— start of Information given —
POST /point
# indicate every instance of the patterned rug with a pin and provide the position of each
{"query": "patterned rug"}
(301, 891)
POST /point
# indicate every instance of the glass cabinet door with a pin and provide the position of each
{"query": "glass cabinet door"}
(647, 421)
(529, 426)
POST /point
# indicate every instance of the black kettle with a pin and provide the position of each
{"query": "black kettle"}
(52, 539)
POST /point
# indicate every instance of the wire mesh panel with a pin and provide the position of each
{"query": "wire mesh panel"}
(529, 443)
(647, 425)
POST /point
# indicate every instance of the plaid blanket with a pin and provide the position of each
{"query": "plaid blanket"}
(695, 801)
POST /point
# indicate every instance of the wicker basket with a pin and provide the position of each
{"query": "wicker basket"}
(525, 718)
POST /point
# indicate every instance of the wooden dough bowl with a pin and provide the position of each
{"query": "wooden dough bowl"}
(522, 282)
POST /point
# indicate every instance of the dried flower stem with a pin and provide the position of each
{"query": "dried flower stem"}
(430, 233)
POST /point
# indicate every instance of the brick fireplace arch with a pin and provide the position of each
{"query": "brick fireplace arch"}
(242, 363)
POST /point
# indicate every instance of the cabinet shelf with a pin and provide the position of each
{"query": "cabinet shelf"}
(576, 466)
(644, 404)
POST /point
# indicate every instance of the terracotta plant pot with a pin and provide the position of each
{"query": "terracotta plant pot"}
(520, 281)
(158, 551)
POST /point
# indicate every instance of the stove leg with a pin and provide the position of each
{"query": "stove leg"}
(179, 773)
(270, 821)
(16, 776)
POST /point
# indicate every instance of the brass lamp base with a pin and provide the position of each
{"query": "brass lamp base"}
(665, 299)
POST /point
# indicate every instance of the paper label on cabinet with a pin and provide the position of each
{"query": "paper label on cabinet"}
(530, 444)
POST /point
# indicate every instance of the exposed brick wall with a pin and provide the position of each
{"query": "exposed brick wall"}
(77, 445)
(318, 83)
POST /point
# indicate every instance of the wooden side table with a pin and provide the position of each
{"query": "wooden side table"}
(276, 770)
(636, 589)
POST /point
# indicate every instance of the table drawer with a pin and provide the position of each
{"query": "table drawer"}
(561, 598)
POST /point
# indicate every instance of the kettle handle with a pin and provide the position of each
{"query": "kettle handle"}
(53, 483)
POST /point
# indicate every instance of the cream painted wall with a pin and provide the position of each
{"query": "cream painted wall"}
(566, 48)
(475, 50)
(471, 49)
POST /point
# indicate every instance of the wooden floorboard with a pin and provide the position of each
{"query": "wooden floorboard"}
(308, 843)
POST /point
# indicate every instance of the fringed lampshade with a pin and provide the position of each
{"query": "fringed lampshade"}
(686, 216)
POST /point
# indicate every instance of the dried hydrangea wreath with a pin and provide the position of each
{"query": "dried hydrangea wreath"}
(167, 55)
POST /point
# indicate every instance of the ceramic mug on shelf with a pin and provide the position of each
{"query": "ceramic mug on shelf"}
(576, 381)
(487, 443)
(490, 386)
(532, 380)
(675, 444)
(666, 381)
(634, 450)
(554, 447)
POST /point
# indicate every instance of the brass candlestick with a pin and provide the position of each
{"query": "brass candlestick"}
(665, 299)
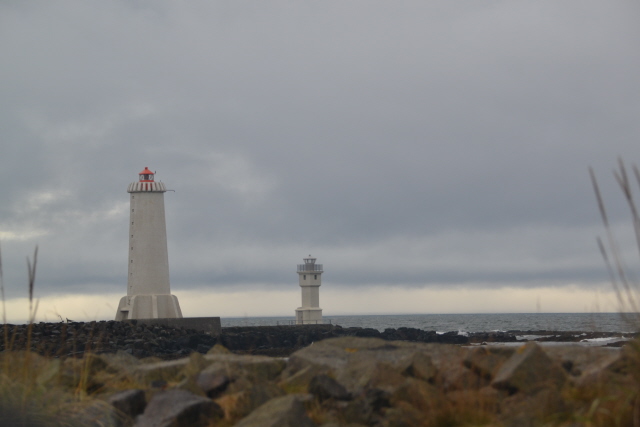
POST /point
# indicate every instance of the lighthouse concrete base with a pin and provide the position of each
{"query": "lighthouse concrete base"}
(308, 316)
(149, 307)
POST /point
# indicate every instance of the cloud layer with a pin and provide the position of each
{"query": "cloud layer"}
(415, 145)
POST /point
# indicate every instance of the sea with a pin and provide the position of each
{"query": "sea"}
(583, 322)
— end of Information given —
What is needed: Copy every record above exactly as written, but leave out the pictures.

Exercise solution:
POST /point
# indicate every instance of the patterned rug with a pin and provide the position of each
{"query": "patterned rug"}
(301, 891)
POST /point
# indicate every instance of the glass cabinet door with a pin and provide the position of each
{"query": "glass cabinet door"}
(647, 421)
(529, 426)
POST /point
# indicate every instance of the black kettle with a pin and provide the position of each
{"query": "black kettle"}
(52, 539)
POST /point
# indicate every instance of the wire mesh panel with a pin and provide the position of each
{"query": "wire mesh panel"}
(529, 443)
(647, 425)
POST /point
# indicate every instance of the plaid blanket with a pin and provide the position of each
{"query": "plaid blanket"}
(695, 801)
POST /point
# indicate every instance of the wicker basket with a pin and provide the position of each
{"query": "wicker basket"}
(525, 718)
POST /point
# indicate every instance of the wooden dough bowl with a pin and provide the position of each
{"query": "wooden dough bowl"}
(522, 282)
POST /point
# indicate every instance of the dried flower stem with a pin and provide the position of each
{"query": "dried flower stem"}
(430, 233)
POST /point
# indicate every instance of the brick fireplace arch with a pin and provide the position of each
{"query": "brick fireplace arch"}
(242, 363)
POST /point
# indicate every instance of the cabinet shelf with a pin and provide the position of each
{"query": "cabinet shelf"}
(576, 466)
(644, 404)
POST /point
# indicate every instance of the terracotta plant pot with a pin and provide the position of each
{"query": "terracotta plant pot"}
(520, 281)
(158, 551)
POST /point
# indicate every instance of the stove leg with a pin and provide the position of each
{"query": "stove leg"}
(179, 773)
(270, 821)
(16, 776)
POST /point
# indicate every instance of the brass lamp base with a pin and provide the position of each
{"query": "brass lamp base"}
(665, 299)
POST /point
# indicate every instance of the paper label on cabinet with a pin and provide the position of each
{"query": "paper label on cabinet"}
(530, 444)
POST /point
# indicate every instance of the exposed brick wall with a pin and provide the position of each
{"query": "exposed brick wall"}
(77, 445)
(318, 83)
POST /point
# indicate every instance of the wooden side table with a pin and provide the position of each
{"query": "wooden side table"}
(276, 770)
(636, 589)
POST /point
# indicate every instance of the table drawer with a pin and provide the position of each
{"query": "table drawer"}
(561, 598)
POST /point
# indicate every instance of the kettle handle with a pin and provide the position of each
{"query": "kettle handle"}
(53, 483)
POST /point
# indicate every instance of the cream painted wall with a pin and provide the position of each
{"query": "cream painted wall"}
(566, 48)
(475, 50)
(471, 49)
POST /point
# indicate every instance of the wooden floorboard with a pin and provide the position of each
{"query": "wooden floorboard"}
(308, 843)
POST /point
# indicate every instance of the fringed lampshade with a pin and provide the position of each
{"query": "fringed lampshade"}
(686, 216)
POST /point
# indicate every instance of the dried hydrangea wreath with a pin and provide the position of each
{"query": "dried hydrangea wreath"}
(167, 55)
POST /point
# indicate every instance of the ceramic mug on shelf with a pin and provide the position of each
{"query": "ceramic mug on shelf"}
(576, 381)
(487, 443)
(490, 386)
(532, 380)
(675, 444)
(666, 381)
(634, 450)
(554, 447)
POST /point
# indicate every instance of the brass candlestick with a pin and provide the position of each
{"query": "brass candlestick"}
(665, 299)
POST /point
# indicate every instance of the lighthouse concrete base with a pin and provide the position of each
{"query": "lighthouse concrete base"}
(308, 316)
(149, 307)
POST /point
# indicate every instance of the cloud layer with a pin and provide the position of each
{"query": "cloud layer"}
(415, 145)
POST /point
# indicate every instance of the sea with a pin and provide the position of each
{"query": "sea"}
(583, 322)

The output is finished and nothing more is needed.